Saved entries
──────────

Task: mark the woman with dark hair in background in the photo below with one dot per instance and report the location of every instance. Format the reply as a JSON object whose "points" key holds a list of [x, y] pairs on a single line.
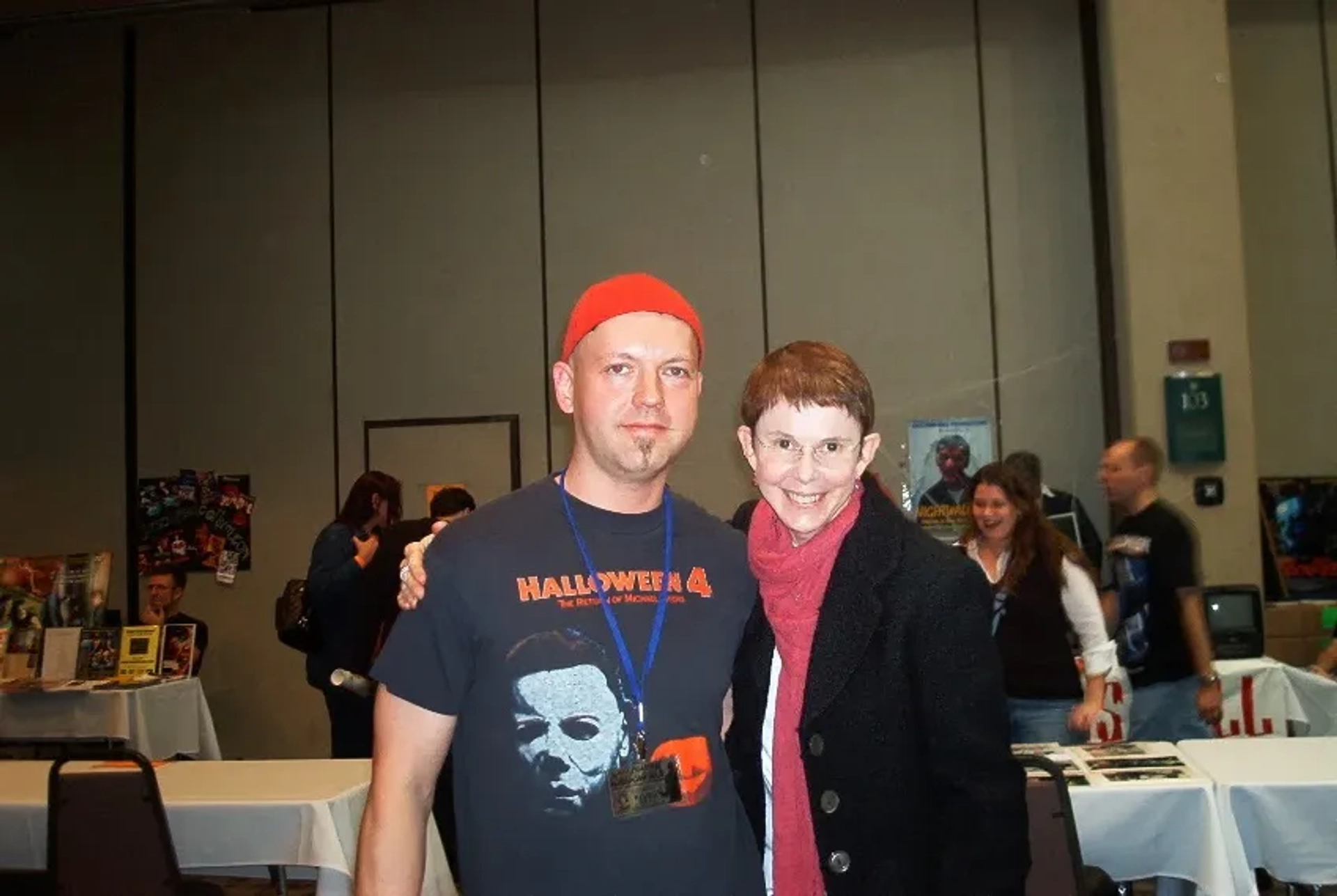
{"points": [[1043, 589], [344, 608]]}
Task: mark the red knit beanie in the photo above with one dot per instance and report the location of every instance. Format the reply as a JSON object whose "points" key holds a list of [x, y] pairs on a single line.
{"points": [[627, 294]]}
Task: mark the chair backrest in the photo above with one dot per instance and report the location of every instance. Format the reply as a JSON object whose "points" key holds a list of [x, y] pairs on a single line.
{"points": [[1055, 854], [107, 826]]}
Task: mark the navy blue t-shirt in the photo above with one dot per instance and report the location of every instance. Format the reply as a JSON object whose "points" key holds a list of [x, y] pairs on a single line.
{"points": [[513, 641]]}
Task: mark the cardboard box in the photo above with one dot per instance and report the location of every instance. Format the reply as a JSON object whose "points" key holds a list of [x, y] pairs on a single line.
{"points": [[1297, 618], [1283, 621]]}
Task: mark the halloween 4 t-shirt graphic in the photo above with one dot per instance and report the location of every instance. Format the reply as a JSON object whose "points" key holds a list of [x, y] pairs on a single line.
{"points": [[513, 641]]}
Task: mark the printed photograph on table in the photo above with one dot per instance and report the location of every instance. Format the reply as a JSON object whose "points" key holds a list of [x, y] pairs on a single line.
{"points": [[178, 650], [100, 653], [1300, 528], [190, 521], [943, 456], [54, 591], [138, 652], [1136, 762], [1148, 775], [1106, 750]]}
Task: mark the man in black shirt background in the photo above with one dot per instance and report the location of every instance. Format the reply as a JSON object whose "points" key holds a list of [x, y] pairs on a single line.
{"points": [[1154, 605], [166, 589]]}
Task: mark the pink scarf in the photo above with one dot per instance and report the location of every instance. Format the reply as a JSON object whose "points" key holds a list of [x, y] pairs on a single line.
{"points": [[793, 583]]}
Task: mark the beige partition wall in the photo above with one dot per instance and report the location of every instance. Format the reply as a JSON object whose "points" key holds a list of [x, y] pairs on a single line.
{"points": [[62, 456], [234, 328], [649, 165], [1290, 249], [436, 198], [1047, 333], [875, 200], [1178, 256]]}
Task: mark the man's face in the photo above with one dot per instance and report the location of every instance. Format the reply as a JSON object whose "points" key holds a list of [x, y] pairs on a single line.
{"points": [[633, 387], [571, 734], [953, 462], [1120, 478], [162, 591]]}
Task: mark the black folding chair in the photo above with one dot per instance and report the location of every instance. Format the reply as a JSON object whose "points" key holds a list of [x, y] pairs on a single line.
{"points": [[1056, 867], [107, 832]]}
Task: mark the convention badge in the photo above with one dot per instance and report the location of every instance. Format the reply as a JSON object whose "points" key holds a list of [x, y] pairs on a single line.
{"points": [[645, 784]]}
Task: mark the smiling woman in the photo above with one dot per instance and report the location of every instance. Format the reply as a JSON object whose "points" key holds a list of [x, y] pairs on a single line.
{"points": [[869, 712]]}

──────────

Your answer must be an exact repeat of the records above, with no pictures in it.

Reply to the task
Task: mark the woman with dark hair in background in the photo below with one dot per instance and report the location of every instance. Format the reply as a JSON object whose "points" key holds a list of [x, y] pairs on a single line.
{"points": [[1043, 589], [344, 608]]}
Task: mark the red knit beanie in the photo above with one dot per instance and report the location of every instance. Format the reply as a JSON object whose "points" key holds a list of [x, y] pairs on a single line.
{"points": [[627, 294]]}
Task: mark the chair backrest in the photo above with one dot per instance and report the location of every instance. Format the reply as a JSON object whose "points" key holds a list of [x, y] pairs on a single line.
{"points": [[1055, 854], [107, 826]]}
Task: mark the navy blue t-shirt in the photo above with one dot per instance and report the location of every instance. Format the reply as a JSON object whose "points" key holds a list of [x, y] pairs on a single line.
{"points": [[513, 641]]}
Task: mark the cardboard box in the photo above with one dot per instance and report the location of every instance. Format the reply as a JSON object whose "points" key holds a list of [x, y] pairs on a single line.
{"points": [[1297, 618], [1283, 621]]}
Task: mark the halloween 4 t-shirt graphic in the photo above with one dot per instance and report the location of every instance. Format the reply as a JSON object whose "points" key holds a list of [x, y] pairs on a single line.
{"points": [[513, 641]]}
Task: mark the printed photograph on table in the photo above with one dot per instance and report the location of every instance. Format the reply as a JSON object whose "points" key holds a list of [x, y] pairs on a single line.
{"points": [[178, 650], [100, 653], [1300, 528], [190, 521], [943, 456], [54, 591], [138, 652], [1136, 762], [1148, 775], [1106, 750]]}
Task: mark the man in black shirt background in the photo above with one dot per instance and report the location of every instance. Format the reply as a JSON object whose "points" key holds a list of [x, y] pairs on a single line.
{"points": [[1154, 605], [166, 589]]}
Task: mark the pink scarf in the photo above with one dot per instance and report the location of every instance. Format the reply as a JSON object whose "points" key holds a list of [x, y] pairs on a single line.
{"points": [[793, 583]]}
Task: mark the beige partition wall in the photo above with one dot per instance and report the location of every instance. Format the reply as a JSON object whose "points" key holds a list of [x, y] pairs on a single line.
{"points": [[62, 456], [234, 328], [649, 165], [1290, 249], [436, 198], [1047, 333], [875, 200], [1178, 256]]}
Task: mark the man's face in the photo above with one dot per instance and report the location of every instance. Format the reply as a JSON object whose "points" key holds a list of [x, y] pairs on a single line.
{"points": [[633, 387], [571, 734], [953, 462], [1120, 478], [162, 591]]}
Task: mark the black folding chair in the photo above with one dot per instance and report the location of every instance. Format the reply as a JSON object whose "points" key holds a list of [x, y] pairs on a single line.
{"points": [[1056, 867], [107, 832]]}
Task: mark the convention badge in the photo above with one dot per instance and report the location of every instance. Format the reply as a JSON object whose "points" key holds a list of [x, y] pairs on a single line.
{"points": [[645, 784]]}
Task: mark the smiling woman in the photo above with one dot per instance and report the location of every instance. Format the reply as a JSON object whose "points" key holds a list of [x, y] pairs on a single line.
{"points": [[869, 712]]}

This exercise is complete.